Kutipan Teks:
Oleh : Nasrudin Joha
Mediaoposisi.com-Saya termasuk yang tidak sependapat menilai karakter orang, baik atau tidaknya, jujur atau pembualnya, berkomitmen atau tukang ingkar, dari bentuk wajah dan raut muka. Saya sama sekali tidak sependapat, sebab bentuk muka dan raut wajah dari pipi yang tembem atau tidak, hidung pesek atau mancung, kulit putih atau hitam, mungkin juga kehitaman, adalah karunia Allah SWT yang diperoleh apa adanya.
Kita, diwajibkan beriman pada 'Qadar' yang telah ditetapkan Allah SWT atas apa yang ada pada diri kita, baik menurut pandangan umumnya manusia itu baik atau buruk. Misalnya saja, berwajah cantik itu umumnya dianggap baik, sementara berwajah buruk itu tidak baik. Semua wajib kita Imani, bawa Allah SWT yang menetapkan Qadar, ketentuan atas bentuk fisik manusia, yang setiap orang beriman wajib ridlo dengan apapun 'Qadar' yang berlaku atas dirinya.
Qadar itu, berupa wajah ganteng tau tidak, tidak menjadi pertimbangan hisab kelak di akherat. Hisab ditentukan berdasarkan amal, sedang amal itu terkait dengan niat, tindakan dan tujuan. Setiap tindakan yg terkategori amal shaleh, diniatkan dan ditujukan hanya untuk Allah SWT, itulah yang berpahala.
Sementara, tindakan (baik perkataan maupun perbuatan) yang dilakukan dengan niat mencari pujian manusia dan ditujukan untuk menunjukan betapa shalehnya seseorang, tidak terkategori amal sholeh. Ini hanya sum'ah, riya', pelakunya tidak mendapat pahala.
Baca Juga : Web Pendeteksi Hoax? Ah Bercanda Kamu Bong
Kembali ke soal wajah dan raut wajah, saya ingin membahas ekspresinya, mimiknya, respons wajah atas tindakan atau konfirmasi wajah atas suasanan hati. Ini berbeda dengan pembahasan yang pertama tentang Qadar.

Bahan yang Disediakan:
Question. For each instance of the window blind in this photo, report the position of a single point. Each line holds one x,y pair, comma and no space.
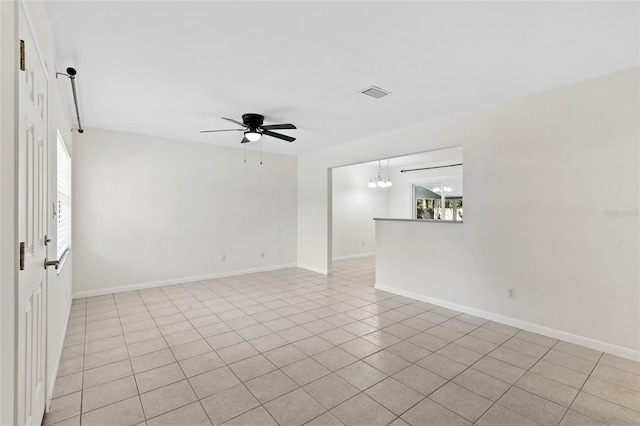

Soal Singkat: Tolong lanjutkan tulisan tentang menilai karakter orang dari wajah di atas, mulai setelah kalimat terakhirnya.

Jawaban Soal:
Seseorang yang sedih, biasanya akan mengkonfirmasi dengan raut wajah dan mimik yang memelas, kusut, bahkan berderai air mata. Kondisi ini adalah ekspresi alami untuk merespons sebuah keadaan, atau mengkonfirmasi suasana batin. Setiap orang baik berwajah ganteng seperti saya, atau berwajah cantik seperti bidadari tentu akan mengalami hal yang sama. Ekspresi wajah atas duka bisa tampak dan terlihat.
Sama juga, ketika seseorang bahagia, gembira, maka wajahnya akan menyemburatkan kegembiraan dengan senyuman, wajah bersinar, bahkan hingga tertawa. Ini juga merupakan ekspresi alami untuk merespons sebuah keadaan, atau mengkonfirmasi suasana batin. Sekali lagi, setiap orang baik berwajah ganteng seperti saya, atau berwajah cantik seperti bidadari tentu akan mengalami hal yang sama. Ekspresi wajah atas kegembiraan atau kebahagiaan bisa tampak dan terlihat.
Namun ada juga yang mampu membuat ekspresi wajah yang tidak menggambarkan suasana batin, atau mengkonfirmasi keadaan diri. Ini biasanya pemain sinetron, pemain film, drama, mereka ini mampu bercucuran air mata hanya untuk sebuah peran yang mereka mainkan. Bahasan seperti ini kita keluarkan, karena kita hanya akan membatasi ekspresi wajah yang alami dan spontan yang merupakan ekspresi alami untuk merespons sebuah keadaan, atau mengkonfirmasi suasana batin.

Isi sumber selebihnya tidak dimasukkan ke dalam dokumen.